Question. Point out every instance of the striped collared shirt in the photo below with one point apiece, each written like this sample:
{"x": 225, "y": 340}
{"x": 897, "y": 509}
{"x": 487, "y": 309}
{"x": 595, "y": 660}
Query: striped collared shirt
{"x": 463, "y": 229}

▶ _What is required_:
Set down the listing above again, keeping every line unchanged and in its original order.

▶ _Written reply_:
Question. Point out every instance of the striped collared shirt in the photo below with one point apiece, each written like this sample:
{"x": 225, "y": 340}
{"x": 897, "y": 509}
{"x": 487, "y": 309}
{"x": 595, "y": 660}
Query: striped collared shirt
{"x": 463, "y": 229}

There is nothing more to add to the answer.